## Problem
Scan the entries below for the word "Target" and copy every line in which it occurs.

## Information
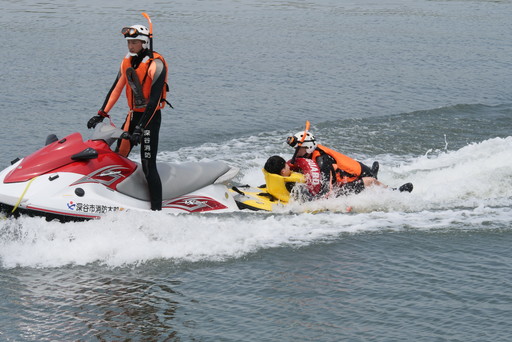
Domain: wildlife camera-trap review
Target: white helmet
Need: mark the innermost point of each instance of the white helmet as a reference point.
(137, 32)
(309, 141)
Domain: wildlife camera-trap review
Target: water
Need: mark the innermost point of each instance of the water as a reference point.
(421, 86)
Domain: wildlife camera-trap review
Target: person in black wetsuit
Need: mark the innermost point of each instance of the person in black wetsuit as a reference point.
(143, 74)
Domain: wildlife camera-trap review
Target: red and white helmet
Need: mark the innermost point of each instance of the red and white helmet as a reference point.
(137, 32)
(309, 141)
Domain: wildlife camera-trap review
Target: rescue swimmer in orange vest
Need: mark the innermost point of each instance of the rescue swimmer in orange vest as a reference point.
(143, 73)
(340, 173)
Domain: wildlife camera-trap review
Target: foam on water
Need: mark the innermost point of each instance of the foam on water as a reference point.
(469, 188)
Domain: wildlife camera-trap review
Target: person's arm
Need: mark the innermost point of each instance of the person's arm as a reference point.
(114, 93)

==

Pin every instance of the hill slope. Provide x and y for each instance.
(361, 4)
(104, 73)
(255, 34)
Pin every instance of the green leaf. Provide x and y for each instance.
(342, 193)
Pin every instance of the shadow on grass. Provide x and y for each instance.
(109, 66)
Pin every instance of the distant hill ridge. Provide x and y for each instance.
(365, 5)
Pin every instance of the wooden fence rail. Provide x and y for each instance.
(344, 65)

## Result for this exercise
Target: white helmet
Target: water
Target: person in black wetsuit
Target: red and white helmet
Target: rescue swimmer in orange vest
Target: foam on water
Target: person's arm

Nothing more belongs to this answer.